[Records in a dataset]
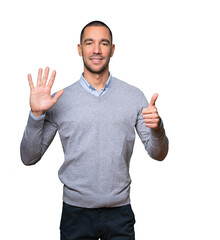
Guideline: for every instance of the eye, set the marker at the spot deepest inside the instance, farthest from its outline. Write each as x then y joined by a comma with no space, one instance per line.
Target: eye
105,44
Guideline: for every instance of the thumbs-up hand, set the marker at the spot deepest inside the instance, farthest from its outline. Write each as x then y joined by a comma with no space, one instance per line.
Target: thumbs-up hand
150,114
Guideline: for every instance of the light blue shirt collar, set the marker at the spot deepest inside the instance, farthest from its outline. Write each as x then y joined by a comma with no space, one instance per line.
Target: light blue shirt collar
86,85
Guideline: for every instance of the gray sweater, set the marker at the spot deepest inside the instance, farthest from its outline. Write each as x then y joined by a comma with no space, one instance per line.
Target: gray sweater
97,136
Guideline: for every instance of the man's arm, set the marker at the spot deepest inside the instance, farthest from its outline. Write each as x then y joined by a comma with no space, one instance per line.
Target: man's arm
151,131
40,130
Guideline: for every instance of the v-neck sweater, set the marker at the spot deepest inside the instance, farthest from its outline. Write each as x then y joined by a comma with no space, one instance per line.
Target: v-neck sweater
97,135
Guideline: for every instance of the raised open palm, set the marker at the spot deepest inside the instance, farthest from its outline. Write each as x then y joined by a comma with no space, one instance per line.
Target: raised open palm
40,96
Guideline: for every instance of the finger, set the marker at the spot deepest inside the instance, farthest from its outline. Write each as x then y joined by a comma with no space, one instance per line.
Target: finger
153,100
39,77
30,81
46,73
152,125
57,95
149,110
52,78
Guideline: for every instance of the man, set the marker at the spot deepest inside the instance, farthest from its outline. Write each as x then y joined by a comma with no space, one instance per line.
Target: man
96,118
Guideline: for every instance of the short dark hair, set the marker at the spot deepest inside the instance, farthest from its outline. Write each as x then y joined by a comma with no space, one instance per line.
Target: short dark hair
95,23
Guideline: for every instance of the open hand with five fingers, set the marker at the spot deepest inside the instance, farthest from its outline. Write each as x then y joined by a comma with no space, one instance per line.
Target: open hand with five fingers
150,114
40,95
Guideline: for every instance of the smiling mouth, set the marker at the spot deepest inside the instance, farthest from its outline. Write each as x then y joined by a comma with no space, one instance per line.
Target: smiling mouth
96,59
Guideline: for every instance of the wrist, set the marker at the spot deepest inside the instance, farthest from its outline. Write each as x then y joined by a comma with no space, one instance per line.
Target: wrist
37,114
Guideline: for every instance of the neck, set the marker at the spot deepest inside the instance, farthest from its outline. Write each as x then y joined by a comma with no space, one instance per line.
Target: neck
97,80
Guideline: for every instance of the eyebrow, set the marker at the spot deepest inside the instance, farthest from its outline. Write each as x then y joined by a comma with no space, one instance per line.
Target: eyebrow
102,40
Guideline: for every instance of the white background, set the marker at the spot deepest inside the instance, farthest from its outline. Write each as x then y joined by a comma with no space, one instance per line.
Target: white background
170,47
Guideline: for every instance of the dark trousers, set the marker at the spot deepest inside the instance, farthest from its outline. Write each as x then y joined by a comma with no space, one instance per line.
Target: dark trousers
97,223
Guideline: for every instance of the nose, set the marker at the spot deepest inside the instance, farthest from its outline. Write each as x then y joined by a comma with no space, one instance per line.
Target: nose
97,49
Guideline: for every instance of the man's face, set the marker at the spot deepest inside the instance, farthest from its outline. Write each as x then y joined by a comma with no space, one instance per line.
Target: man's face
96,49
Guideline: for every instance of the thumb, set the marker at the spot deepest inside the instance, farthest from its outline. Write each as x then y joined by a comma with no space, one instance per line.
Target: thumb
153,100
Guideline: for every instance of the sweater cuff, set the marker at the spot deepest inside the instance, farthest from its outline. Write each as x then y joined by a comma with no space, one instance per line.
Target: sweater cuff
35,122
158,133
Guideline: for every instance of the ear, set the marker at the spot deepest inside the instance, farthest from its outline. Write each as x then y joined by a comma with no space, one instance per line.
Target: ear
79,49
113,49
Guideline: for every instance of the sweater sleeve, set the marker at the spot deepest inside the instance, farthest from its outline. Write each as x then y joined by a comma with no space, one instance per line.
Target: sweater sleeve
155,140
38,135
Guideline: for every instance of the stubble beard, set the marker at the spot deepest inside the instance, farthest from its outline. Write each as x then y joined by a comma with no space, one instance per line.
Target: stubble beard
99,71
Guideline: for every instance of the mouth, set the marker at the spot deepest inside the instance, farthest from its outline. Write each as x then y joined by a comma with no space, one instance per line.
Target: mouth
96,59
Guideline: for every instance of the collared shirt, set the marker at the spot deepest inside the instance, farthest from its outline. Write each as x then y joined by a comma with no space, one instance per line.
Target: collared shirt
94,91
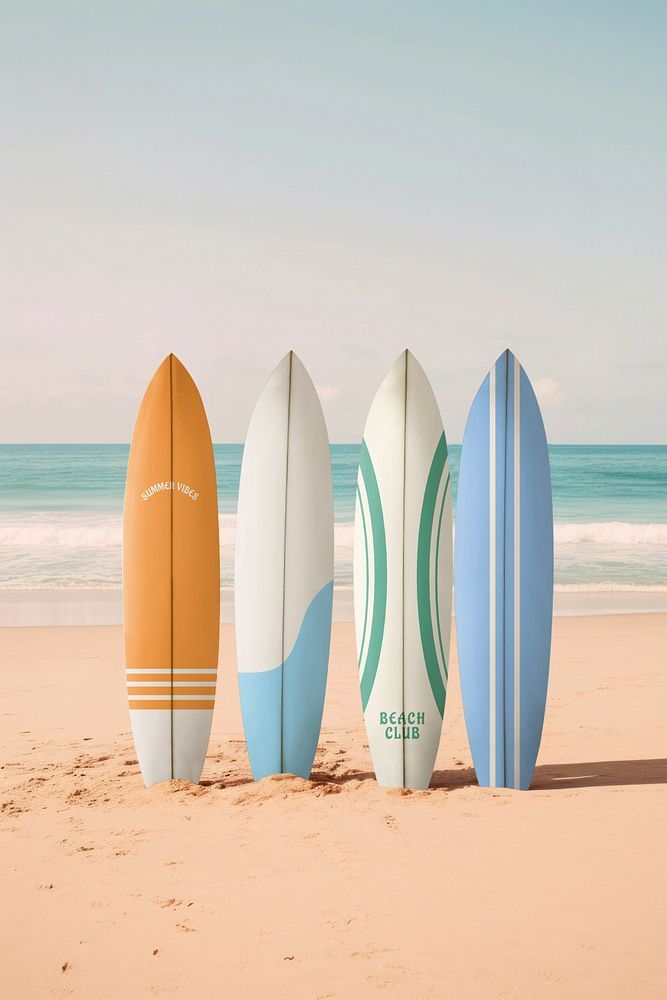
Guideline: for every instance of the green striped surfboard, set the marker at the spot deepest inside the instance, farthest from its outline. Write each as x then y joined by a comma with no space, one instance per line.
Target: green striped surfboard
403,576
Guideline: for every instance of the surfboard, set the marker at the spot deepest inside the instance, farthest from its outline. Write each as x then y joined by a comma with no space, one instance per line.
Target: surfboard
283,589
403,576
171,578
504,576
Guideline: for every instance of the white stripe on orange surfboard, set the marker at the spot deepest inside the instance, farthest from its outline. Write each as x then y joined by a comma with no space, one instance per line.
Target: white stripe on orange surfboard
163,678
167,703
135,692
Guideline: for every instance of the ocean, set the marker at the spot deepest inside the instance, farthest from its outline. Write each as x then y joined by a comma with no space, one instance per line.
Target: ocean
61,520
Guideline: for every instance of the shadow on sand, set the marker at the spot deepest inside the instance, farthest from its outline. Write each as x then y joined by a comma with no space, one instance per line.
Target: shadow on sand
547,777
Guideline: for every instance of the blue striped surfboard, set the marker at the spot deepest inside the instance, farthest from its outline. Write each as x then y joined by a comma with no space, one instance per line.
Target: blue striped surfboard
504,576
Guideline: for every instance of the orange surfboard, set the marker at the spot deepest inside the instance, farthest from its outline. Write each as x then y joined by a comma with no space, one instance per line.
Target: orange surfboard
171,578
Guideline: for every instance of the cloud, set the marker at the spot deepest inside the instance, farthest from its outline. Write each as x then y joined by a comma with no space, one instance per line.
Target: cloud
327,392
549,393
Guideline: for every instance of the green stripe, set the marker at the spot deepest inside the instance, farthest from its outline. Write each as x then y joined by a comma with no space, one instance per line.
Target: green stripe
363,524
437,560
424,573
379,611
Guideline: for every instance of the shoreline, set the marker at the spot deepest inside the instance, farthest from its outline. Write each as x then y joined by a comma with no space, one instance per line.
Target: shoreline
74,607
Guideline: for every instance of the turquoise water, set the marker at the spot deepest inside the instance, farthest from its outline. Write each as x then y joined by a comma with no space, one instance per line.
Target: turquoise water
61,514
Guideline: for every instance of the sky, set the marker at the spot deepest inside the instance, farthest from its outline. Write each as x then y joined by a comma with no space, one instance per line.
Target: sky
345,178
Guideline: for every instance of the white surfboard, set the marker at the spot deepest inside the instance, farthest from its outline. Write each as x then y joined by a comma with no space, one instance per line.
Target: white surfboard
284,573
403,576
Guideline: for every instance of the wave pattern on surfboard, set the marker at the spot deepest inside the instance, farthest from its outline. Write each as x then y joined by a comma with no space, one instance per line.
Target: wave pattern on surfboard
284,574
504,576
402,576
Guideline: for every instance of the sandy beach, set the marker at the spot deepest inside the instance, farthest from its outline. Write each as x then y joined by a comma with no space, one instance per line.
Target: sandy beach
333,887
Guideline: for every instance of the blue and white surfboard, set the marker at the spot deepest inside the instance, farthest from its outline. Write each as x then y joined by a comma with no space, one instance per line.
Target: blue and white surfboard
284,573
504,576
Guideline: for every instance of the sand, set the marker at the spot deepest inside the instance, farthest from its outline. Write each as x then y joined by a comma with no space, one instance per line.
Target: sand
333,887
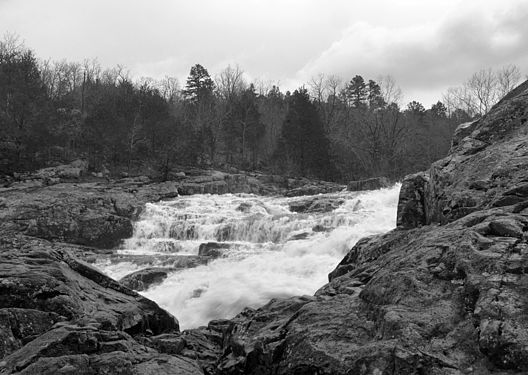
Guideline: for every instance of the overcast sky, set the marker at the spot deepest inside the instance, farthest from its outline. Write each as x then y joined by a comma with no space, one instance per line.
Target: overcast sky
426,45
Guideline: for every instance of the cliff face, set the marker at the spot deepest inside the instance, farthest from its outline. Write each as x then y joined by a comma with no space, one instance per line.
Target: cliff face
444,293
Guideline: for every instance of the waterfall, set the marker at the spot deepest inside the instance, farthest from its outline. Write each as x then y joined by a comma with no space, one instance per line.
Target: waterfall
265,249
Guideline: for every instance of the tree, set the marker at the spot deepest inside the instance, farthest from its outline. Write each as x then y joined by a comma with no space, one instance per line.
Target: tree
439,110
304,143
416,108
375,100
199,85
357,91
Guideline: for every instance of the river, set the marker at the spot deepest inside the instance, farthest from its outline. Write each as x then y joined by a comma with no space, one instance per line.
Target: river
265,249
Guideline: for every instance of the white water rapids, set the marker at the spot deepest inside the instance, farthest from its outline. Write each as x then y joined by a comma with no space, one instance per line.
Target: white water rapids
272,252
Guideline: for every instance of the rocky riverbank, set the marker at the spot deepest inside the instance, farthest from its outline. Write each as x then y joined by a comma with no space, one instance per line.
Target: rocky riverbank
444,293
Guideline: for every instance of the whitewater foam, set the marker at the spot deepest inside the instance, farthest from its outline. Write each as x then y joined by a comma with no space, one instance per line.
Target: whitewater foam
274,252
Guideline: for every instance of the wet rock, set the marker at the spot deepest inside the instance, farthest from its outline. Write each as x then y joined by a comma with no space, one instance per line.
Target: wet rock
299,236
213,249
316,205
411,203
143,279
73,349
368,184
444,293
506,227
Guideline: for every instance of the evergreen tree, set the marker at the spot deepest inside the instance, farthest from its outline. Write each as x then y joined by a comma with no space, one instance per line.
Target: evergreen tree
199,85
304,142
374,97
357,91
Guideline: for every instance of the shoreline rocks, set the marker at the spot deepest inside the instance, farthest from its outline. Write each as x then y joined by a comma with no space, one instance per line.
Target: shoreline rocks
444,293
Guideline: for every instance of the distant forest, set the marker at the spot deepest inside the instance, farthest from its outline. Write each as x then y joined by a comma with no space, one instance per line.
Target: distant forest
330,128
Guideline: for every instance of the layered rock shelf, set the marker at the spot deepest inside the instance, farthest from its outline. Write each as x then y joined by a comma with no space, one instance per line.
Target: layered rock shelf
444,293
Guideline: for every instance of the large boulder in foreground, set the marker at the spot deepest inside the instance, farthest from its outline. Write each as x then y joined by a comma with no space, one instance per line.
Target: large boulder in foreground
445,293
58,315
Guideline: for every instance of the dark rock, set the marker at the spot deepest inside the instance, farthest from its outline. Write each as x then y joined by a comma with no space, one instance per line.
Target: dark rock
411,203
368,184
316,204
299,236
72,349
213,249
143,279
442,294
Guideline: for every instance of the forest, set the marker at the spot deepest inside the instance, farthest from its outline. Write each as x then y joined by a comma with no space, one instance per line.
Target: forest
331,128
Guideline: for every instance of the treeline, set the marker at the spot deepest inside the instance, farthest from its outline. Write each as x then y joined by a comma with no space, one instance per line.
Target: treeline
54,112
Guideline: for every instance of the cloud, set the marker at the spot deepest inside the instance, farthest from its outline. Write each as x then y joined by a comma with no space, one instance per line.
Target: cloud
429,57
426,45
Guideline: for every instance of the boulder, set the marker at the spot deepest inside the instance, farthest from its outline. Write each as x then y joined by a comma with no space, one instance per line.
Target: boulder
213,249
411,202
143,279
368,184
316,204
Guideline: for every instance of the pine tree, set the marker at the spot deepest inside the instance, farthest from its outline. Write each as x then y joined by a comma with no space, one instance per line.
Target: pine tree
303,138
199,85
357,91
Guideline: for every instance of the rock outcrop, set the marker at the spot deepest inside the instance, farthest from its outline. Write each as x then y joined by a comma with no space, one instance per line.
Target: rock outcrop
368,184
444,293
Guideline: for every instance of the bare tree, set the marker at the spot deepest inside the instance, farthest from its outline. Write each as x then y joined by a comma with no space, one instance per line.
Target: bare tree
169,88
508,77
390,91
482,90
230,82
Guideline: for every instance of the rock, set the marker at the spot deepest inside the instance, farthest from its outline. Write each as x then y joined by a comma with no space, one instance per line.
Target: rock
213,249
506,227
316,205
299,236
411,203
143,279
73,349
444,293
244,207
368,184
44,287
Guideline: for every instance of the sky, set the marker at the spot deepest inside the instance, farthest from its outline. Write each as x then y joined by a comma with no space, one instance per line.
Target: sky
425,45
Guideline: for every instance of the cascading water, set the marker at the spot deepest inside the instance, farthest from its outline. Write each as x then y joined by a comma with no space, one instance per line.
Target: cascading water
266,250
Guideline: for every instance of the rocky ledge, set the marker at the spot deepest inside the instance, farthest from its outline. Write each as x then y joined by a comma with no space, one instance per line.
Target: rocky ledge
445,293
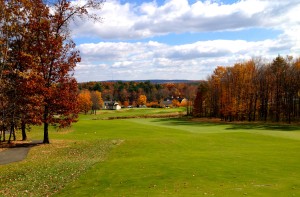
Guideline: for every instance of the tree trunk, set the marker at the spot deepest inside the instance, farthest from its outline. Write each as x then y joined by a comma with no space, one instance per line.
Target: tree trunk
46,125
23,128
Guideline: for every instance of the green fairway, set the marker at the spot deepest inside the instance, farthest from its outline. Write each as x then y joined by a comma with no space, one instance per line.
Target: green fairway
163,157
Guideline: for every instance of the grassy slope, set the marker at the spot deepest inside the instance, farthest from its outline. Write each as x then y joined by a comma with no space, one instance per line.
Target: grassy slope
162,157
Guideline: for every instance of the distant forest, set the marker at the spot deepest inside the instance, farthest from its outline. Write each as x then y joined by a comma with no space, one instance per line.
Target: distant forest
154,90
253,90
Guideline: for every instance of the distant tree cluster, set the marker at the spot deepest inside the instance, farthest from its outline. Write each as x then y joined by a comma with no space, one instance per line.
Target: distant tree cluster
252,91
90,101
142,93
37,59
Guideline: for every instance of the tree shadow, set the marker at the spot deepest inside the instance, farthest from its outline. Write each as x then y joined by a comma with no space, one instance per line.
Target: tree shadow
230,125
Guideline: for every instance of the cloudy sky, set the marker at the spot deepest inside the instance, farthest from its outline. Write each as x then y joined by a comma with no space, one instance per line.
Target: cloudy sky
183,39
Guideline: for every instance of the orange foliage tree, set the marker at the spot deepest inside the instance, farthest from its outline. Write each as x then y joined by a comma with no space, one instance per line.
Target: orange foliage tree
85,101
142,100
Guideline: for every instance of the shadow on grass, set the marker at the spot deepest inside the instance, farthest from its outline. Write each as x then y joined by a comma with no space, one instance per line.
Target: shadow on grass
264,126
230,125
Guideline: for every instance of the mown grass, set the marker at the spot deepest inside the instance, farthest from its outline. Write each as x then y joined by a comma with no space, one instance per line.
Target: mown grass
160,157
136,112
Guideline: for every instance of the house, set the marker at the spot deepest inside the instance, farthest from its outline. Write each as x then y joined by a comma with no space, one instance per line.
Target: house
111,105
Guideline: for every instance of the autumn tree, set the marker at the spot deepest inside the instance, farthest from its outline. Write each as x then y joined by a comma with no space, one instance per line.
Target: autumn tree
97,101
200,100
85,101
142,100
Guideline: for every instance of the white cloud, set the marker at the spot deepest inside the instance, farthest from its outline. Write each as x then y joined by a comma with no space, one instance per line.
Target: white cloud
131,21
130,60
152,60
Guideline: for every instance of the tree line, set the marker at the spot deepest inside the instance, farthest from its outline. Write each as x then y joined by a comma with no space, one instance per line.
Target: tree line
252,90
129,93
37,61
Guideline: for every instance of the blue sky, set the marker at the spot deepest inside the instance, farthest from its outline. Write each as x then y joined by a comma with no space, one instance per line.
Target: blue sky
183,39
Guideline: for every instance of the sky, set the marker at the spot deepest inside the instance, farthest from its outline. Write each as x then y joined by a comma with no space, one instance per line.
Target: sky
182,39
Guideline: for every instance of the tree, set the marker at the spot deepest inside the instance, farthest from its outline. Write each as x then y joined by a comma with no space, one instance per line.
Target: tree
57,55
97,101
85,101
142,100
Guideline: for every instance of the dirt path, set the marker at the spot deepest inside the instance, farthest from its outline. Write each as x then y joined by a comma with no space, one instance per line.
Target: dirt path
17,153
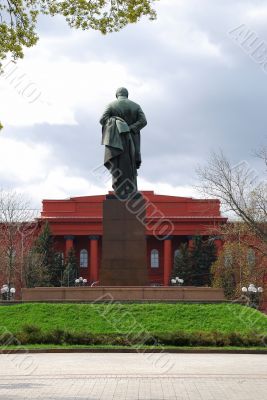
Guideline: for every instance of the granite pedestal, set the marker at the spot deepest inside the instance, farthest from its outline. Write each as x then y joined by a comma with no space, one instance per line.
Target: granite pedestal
124,256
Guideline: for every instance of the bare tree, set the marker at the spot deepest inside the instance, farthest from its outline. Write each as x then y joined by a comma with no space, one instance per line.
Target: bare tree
239,189
17,227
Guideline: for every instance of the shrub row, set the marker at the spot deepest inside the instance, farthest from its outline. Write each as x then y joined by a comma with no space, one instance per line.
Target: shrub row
32,334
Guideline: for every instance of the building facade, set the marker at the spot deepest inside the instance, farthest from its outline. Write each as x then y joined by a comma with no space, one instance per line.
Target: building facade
169,220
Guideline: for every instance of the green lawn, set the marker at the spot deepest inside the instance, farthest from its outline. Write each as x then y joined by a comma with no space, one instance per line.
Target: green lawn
123,318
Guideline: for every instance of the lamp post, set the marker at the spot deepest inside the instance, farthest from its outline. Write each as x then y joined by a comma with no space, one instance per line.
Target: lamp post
177,281
80,281
253,293
7,292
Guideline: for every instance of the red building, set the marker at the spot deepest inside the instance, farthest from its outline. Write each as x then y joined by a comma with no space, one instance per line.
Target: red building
169,221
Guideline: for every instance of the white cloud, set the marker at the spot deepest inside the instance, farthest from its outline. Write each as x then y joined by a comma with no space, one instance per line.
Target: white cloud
24,162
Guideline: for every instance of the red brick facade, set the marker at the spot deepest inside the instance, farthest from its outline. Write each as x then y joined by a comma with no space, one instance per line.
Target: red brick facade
170,221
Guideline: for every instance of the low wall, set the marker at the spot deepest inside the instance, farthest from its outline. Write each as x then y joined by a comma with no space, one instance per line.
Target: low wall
122,293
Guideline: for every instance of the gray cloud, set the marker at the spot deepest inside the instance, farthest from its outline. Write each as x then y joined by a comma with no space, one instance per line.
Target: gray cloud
206,102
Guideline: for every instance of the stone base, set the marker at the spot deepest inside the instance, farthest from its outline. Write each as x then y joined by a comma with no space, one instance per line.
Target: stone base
124,255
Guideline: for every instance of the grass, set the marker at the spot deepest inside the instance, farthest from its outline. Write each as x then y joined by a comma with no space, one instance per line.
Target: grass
125,325
140,348
124,318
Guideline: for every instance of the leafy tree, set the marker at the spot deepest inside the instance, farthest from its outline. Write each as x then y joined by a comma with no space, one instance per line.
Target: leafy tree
239,190
203,254
193,265
19,18
240,262
16,230
71,269
50,261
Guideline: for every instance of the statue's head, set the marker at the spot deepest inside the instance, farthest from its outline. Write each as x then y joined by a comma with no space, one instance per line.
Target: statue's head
122,92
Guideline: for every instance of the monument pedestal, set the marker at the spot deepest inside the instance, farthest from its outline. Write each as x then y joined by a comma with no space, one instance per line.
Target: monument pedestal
124,256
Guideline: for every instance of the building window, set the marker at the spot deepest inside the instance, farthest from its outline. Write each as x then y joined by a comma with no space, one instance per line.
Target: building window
228,258
83,258
154,258
177,253
60,257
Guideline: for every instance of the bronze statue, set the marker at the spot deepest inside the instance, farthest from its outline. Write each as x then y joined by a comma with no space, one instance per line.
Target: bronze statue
121,124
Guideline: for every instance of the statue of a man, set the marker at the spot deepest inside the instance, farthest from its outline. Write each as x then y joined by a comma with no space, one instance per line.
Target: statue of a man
121,124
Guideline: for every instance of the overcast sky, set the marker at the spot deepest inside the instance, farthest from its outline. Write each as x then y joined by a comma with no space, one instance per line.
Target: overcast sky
199,89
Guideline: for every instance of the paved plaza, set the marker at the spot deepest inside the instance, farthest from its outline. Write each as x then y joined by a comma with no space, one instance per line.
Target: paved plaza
96,376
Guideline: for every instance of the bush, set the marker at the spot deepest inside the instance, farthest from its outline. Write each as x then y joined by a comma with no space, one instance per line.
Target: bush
32,334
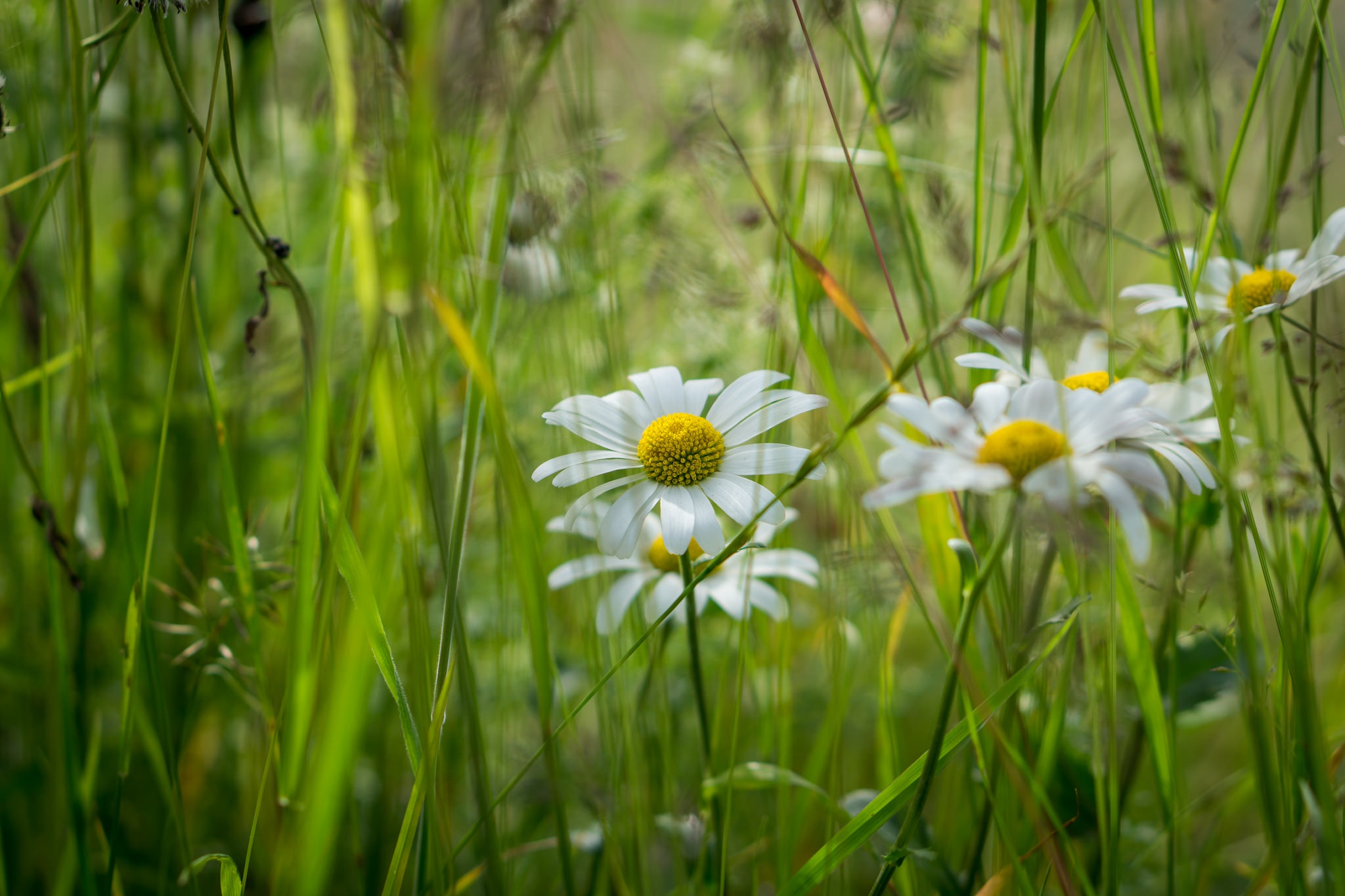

§ AIM:
Reproduce verbatim the lines above, starting with the line containing "Guideline: for every instance of the orange foliage" and ending with the line containing "Target: orange foliage tree", both included.

§ TASK RESPONSE:
Guideline: for every instance of the orange foliage tree, set the marker at the spot deepest inside the instance, farthest from its outline. Write each as x then y joined by a comma with no space, one instance per line.
Target: orange foliage tree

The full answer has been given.